WHAT THIS EXERCISE ASKS:
A - Give the stretch of the Eta Carinae article from "The Behemoth Eta" through "of massive stars." again, swapping "Southern Hemisphere" for "southern skies".
B - Write what comes next in the Eta Carinae article, picking up right after its final sentence.

The Behemoth Eta Carinae: A Repeat Offender
Mercury, July/August 1998
Visible to the naked eye from the Southern Hemisphere, Eta Carinae taunts us to uncover its past and discover its secrets. And gather fundamental information about the later evolutionary stages of massive stars.
Beginning its life with more than 100 times the mass of our Sun, the incredibly luminous star Eta Carinae can aptly be called "Behemoth." It is one of the most massive and violently unstable stellar objects known to astronomers. Material that was blasted from the surface of the star during episodes of erratic instability formed a bright expanding nebula, which can be seen in spectacular images taken by the Hubble Space Telescope. The brightest part of this expanding cloud is roughly half a light year (5 trillion km) from end to end and is a classic example of what astronomers call a "bipolar nebula." The two rounded polar lobes are separated by ragged streams of debris, which occupy the equatorial mid-plane of the system. This nebula is composed of gas and dust, which obscures optical light from the embedded star. Absorbed light energy heats up the dust, which in turn emits infrared light, making Eta the brightest infrared emitting object in the sky outside of the Solar System. Deep inside this cloud of gas and dust lurks the star itself, a massive supergiant near the end of its life.
Live Fast, Die Young
Very massive stars like Eta Carinae will end their lives in a blaze of glory called a supernova explosion, and black holes are the collapsed stellar cores they will leave behind as a corpse. Before their eventual demise in a supernova, these stars quickly change their interior structure and composition as they consume their fuel at a furious rate. Burning the candle at both ends, they run out of fuel sooner (after a few million years) and die much younger than normal stars like the Sun (which will live to be about 10 billion years old). The rapid structural changes of the stellar interior affect the size, temperature, and chemistry at the surface, and so these stars evolve through several different phases before they destroy themselves in a supernova. Exactly what these different evolutionary phases are and how they relate to one another is still something of a mystery for very massive stars. This is because the duration of more violent, transitory events is short compared to the duration of each separate evolutionary phase. Consequently, it is difficult to "catch these stars in the act" as they evolve from one phase to another. When we are lucky enough to witness these rare moments, we learn a great deal about how massive stars evolve and about the limits nature imposes on stellar structure.
During one particularly active and short-lived evolutionary phase, a very massive star may undergo one or more giant eruptions, which is the case for Eta Carinae. Such hot, massive stars are among the most luminous stellar objects in the universe, and so are usually the brightest blue stars seen in any distant galaxy. They are so luminous, in fact, that the light they produce becomes an important consideration in their physical structure and stability. Photons, which are produced in the star's core, carry momentum and therefore exert an outward radiation pressure as they try to escape from the stellar interior, constantly banging into parts of the star on their way out. This outward pressure works against gravity, which tries to hold the star together. With their unchecked energy budget, such stars are often on the brink of blowing themselves apart and can go through periods when they are dangerously unstable. This instability can build up over time, and when the star is no longer able to control its own energy output, it blows off its outer layers in a violent eruption.

SUPPLIED INFORMATION:
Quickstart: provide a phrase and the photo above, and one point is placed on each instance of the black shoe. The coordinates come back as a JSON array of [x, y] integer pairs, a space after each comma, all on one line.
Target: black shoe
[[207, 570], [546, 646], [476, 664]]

ANSWERS TO EACH TASK:
A -
The Behemoth Eta Carinae: A Repeat Offender
Mercury, July/August 1998
Visible to the naked eye from the southern skies, Eta Carinae taunts us to uncover its past and discover its secrets. And gather fundamental information about the later evolutionary stages of massive stars.

B -
Powerful, sporadic eruptions are one of the distinguishing characteristics of stars like Eta Carinae. These giant eruptions can last more than twenty years, with a total luminous energy output comparable to a supernova explosion. However, unlike a cataclysmic supernova explosion, which instantly destroys a massive star, these eruptions are non-terminal-the star is able to survive the event. It is able to do so because the eruption ejects only the outer shell of the star, leaving behind a very massive object which is capable of doing the same thing again. The release of energy in a giant eruption allows the star to re-adjust its interior structure, causing the outer layers of the star to temporarily appear stable until the energy build-up happens again. This recurring process of build-up and eruption followed by a period of relative inactivity reminds us of volcanoes and geysers here on Earth. Unlike these terrestrial phenomena, however, the physical mechanism that triggers a giant eruption in massive stars is not understood. Once the process is set off, the star may expel in a single eruption more mass than that contained in our whole Sun. Because these powerful eruptions may occur several times during this evolutionary phase, a large percentage of the star's total mass may be lost. This brief phase is therefore a very important stage in the latter part of a star's life cycle.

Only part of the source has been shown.